TASK OBJECTIVE: Reproduce verbatim every line from the one containing "Kindly outline every instance of the <item>straw" through the one containing "182], [80, 168]]", both ends included.

Dataset rows:
____________________

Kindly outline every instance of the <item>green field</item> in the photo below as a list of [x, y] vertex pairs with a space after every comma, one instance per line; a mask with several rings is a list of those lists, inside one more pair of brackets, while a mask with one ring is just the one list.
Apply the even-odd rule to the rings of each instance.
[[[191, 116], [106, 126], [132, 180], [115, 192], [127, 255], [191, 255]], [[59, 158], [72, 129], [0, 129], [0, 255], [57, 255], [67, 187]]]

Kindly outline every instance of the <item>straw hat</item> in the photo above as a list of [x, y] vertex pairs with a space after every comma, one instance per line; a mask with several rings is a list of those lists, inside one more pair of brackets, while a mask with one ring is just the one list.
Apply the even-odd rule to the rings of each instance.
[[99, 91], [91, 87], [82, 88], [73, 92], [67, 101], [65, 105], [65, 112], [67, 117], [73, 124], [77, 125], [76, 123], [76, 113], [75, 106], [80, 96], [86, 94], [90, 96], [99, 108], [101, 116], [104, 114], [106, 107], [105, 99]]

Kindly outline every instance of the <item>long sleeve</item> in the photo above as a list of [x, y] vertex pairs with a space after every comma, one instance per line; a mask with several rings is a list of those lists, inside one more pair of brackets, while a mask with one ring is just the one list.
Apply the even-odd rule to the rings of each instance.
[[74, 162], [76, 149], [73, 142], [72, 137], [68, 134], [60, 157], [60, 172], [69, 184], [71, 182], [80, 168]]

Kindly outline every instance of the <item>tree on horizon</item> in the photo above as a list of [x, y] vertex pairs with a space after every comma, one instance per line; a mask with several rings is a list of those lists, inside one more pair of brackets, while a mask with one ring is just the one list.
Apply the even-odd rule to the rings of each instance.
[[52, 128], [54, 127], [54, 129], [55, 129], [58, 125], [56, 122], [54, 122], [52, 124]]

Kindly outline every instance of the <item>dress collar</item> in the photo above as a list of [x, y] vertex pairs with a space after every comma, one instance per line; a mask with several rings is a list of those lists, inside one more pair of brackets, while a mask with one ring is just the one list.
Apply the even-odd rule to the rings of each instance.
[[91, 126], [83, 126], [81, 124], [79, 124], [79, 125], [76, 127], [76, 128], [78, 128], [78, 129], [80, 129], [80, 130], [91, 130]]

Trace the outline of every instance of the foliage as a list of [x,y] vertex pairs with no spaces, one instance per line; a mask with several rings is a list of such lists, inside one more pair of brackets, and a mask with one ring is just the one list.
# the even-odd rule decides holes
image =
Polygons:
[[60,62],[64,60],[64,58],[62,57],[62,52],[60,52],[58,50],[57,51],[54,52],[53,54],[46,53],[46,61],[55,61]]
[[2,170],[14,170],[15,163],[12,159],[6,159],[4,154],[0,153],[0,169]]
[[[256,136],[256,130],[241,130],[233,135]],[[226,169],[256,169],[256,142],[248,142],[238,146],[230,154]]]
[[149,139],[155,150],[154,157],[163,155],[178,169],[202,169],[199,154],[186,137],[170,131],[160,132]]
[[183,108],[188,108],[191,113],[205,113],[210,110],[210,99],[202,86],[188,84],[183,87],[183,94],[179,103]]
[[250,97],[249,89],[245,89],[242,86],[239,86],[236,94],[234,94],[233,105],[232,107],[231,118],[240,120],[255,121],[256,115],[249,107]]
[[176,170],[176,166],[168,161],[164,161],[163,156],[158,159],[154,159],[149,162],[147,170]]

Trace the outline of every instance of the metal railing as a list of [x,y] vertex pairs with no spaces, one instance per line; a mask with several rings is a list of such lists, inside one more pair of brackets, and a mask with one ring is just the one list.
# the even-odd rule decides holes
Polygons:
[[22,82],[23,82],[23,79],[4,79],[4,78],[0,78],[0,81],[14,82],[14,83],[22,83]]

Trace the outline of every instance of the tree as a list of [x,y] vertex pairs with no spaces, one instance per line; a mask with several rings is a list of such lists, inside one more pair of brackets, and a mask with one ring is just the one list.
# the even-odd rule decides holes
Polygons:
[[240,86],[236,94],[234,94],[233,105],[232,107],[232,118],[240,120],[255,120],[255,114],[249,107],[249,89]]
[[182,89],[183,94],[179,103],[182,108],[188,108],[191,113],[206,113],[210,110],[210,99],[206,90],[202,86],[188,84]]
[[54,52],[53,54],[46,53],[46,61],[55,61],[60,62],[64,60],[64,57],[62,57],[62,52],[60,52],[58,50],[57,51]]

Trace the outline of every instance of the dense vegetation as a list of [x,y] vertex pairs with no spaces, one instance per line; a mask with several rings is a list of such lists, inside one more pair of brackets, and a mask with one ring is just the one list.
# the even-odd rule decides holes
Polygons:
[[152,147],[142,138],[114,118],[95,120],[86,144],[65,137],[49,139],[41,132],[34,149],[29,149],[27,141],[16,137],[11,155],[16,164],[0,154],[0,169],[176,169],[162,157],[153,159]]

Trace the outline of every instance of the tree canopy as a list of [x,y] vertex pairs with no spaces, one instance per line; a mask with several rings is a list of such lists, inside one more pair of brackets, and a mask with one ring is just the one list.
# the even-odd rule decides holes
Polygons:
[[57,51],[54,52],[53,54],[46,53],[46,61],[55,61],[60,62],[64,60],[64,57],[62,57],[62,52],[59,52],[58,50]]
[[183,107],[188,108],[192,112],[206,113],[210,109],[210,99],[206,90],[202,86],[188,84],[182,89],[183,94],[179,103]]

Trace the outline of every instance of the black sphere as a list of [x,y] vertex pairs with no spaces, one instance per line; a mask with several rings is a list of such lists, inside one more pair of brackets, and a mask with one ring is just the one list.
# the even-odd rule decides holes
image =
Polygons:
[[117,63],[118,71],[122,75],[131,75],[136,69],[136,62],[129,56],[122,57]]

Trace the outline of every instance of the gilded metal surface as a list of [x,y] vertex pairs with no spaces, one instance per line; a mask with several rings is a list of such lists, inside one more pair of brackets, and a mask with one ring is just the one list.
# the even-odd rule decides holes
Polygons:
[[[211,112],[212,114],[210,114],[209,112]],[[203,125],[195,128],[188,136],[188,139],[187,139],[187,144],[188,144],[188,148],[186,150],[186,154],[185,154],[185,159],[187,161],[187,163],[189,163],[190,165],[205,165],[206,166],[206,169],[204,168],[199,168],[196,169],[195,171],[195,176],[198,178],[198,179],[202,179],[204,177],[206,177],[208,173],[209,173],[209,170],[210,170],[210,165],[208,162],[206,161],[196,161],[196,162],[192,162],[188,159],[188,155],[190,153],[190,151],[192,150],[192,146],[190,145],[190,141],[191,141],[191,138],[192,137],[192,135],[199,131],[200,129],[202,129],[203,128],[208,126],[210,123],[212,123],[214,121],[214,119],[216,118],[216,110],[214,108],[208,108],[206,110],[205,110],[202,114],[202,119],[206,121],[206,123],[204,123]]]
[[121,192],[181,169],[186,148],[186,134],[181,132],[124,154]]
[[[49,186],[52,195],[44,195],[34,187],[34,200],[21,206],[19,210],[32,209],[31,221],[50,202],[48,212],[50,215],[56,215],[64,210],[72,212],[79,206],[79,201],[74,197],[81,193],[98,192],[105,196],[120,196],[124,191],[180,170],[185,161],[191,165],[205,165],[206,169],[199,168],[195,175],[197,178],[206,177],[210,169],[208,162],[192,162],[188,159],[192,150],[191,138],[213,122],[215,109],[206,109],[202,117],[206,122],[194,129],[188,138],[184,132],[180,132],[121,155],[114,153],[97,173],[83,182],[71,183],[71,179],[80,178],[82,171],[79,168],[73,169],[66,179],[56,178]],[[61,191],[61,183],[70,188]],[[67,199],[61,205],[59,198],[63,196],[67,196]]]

____________________

IN RESPONSE:
Kindly outline every instance of the <item>straw hat</item> in the photo above as a list of [x, y] vertex pairs with a space after every comma, one instance per line; a mask with several rings is a list of those lists, inside one more pair of brackets, while a mask with one ring is just the one list.
Apply the even-odd rule to the rings of each instance.
[[99, 91], [91, 87], [82, 88], [73, 92], [67, 101], [65, 105], [65, 112], [67, 117], [73, 124], [77, 125], [76, 123], [76, 113], [75, 106], [80, 96], [86, 94], [90, 96], [99, 108], [101, 116], [104, 114], [106, 107], [105, 99]]

Kindly outline every instance of the <item>long sleeve</item> in the photo above as a list of [x, y] vertex pairs with a space after every comma, one instance per line; a mask with several rings is a list of those lists, inside one more pair of brackets, while a mask with one ring is just the one list.
Apply the even-odd rule to the rings of each instance.
[[74, 162], [76, 149], [73, 142], [72, 137], [68, 134], [60, 157], [60, 172], [69, 184], [71, 182], [80, 168]]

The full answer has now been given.